- **Text extract**:
Residents may be surprised — pleasantly or otherwise — at some new items and requirements on the 2015 Colorado income tax returns. Specifically, Colorado taxpayers are likely to receive a relatively modest TABOR refund for the first time in 10 years. That’s the good news, from an individual perspective. The bad news is, Colorado now requires residents to pay a retroactive tax on Internet purchases.

That’s right: The HD flat-screen TV that you bought through Amazon a year ago, the one that you thought was a couple hundred dollars cheaper than the one at the store, is suddenly the same price, and it’s time to make up the difference.

More on TABOR shortly but, first, let’s make sure you understand the details of this new Consumer Use Tax. It’s the same as the State sales tax rate, 2.9 percent, and Use Tax is also collected by some special districts. You can check your receipts (or other transaction details) to determine whether you paid taxes at the time of purchase. Some Internet companies collected the tax, some didn’t. It’s up to you to reconcile the difference by April 15. We recommend that you consult with a professional tax preparer but, if you have any doubts, you should definitely double-check the big-ticket items.

- **Dataset**:
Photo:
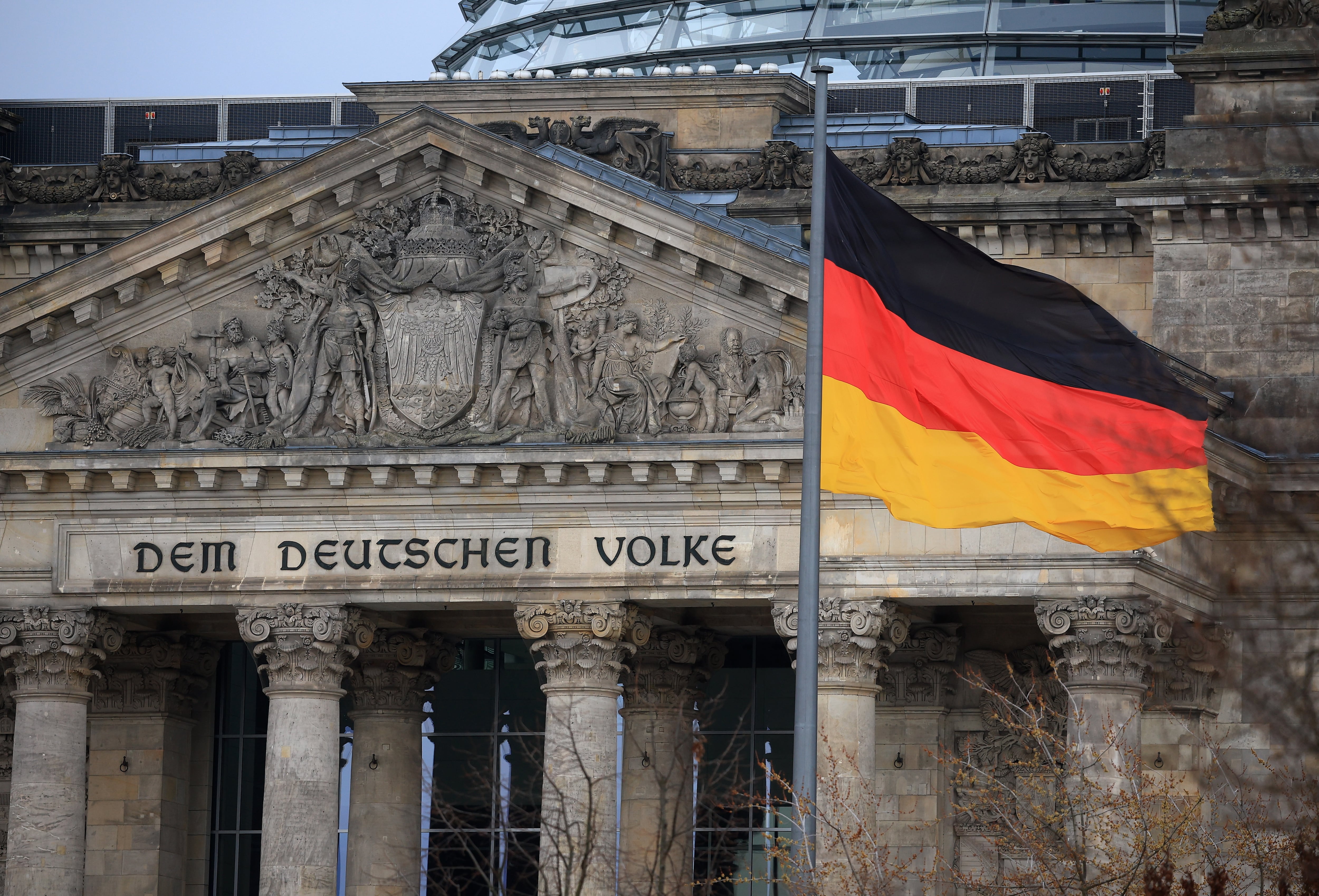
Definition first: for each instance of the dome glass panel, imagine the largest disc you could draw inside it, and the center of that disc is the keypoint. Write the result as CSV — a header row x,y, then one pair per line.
x,y
511,52
1105,16
891,18
1192,15
876,64
704,24
506,11
1035,60
598,37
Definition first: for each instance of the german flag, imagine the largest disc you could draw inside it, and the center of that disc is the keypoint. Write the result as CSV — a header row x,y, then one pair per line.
x,y
966,392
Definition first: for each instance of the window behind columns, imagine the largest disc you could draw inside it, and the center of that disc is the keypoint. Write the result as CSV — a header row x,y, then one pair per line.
x,y
482,749
746,733
241,714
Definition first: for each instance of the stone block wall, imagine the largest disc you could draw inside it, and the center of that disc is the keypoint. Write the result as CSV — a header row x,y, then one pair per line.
x,y
138,819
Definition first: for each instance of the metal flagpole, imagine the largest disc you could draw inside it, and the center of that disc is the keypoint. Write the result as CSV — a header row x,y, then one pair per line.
x,y
805,722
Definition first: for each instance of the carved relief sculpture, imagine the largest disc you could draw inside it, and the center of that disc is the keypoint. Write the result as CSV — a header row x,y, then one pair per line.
x,y
437,321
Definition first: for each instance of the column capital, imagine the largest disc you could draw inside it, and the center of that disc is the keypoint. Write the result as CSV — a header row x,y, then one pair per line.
x,y
394,672
671,670
155,672
1103,641
305,649
57,651
1188,668
921,671
582,643
855,637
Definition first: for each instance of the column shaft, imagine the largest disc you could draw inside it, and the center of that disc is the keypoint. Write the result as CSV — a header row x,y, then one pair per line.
x,y
300,815
655,838
48,802
582,647
384,815
660,693
52,656
304,654
140,742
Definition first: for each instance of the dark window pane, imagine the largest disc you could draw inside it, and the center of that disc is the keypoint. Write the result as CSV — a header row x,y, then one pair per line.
x,y
142,126
225,857
56,135
254,121
465,697
358,114
460,865
251,783
227,795
250,865
970,103
522,703
1173,98
462,784
1091,110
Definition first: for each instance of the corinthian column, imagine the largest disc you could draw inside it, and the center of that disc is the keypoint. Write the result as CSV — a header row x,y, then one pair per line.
x,y
1106,647
660,696
304,654
52,656
582,647
855,638
139,753
384,819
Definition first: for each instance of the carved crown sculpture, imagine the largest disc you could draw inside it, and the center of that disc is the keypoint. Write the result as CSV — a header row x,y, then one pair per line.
x,y
1103,641
57,650
399,667
155,672
671,670
305,649
584,643
855,637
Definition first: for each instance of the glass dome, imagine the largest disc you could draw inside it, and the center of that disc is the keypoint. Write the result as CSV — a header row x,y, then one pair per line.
x,y
863,40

- **Tasks to perform**:
[a] Find every line of the records that contains the string "glass", matching case exactly, and copy each such line.
[b] Write what comes next in the Colorado tax text, picking up after its final sentence.
The Colorado tax text and the records have nothing to do with each other.

- **Expected answers**:
[a]
Definition first: for each instance of the dome glass panel, imagine the largest disc you could draw inside it, and the center of that disc is the keypoint. Write the result as CSV — a header row x,y, then one pair per line.
Definition first: for each instance of the glass dome, imagine the largest disc you could draw inside it, and the center of that disc is the keypoint. Write the result as CSV — a header row x,y, then one pair per line.

[b]
Unfortunately, the TABOR refund is unlikely to make up for the deficit of that HD, flat-screen TV. Most individual refunds will fall in the range of $13 to $41. This refund kicks in when the state collects taxes in excess of a complex formula that includes inflation and population growth.

The TABOR credit is available to full-year residents age 18 and older. Persons younger than 18 who are required to file a return are also entitled to the TABOR credit.

The TABOR credit is only available to full-time residents, and Colorado taxpayers will have to include their driver’s license information on the front of the Colorado return, inclusive of the state of issuance, the date issued and the number on the license.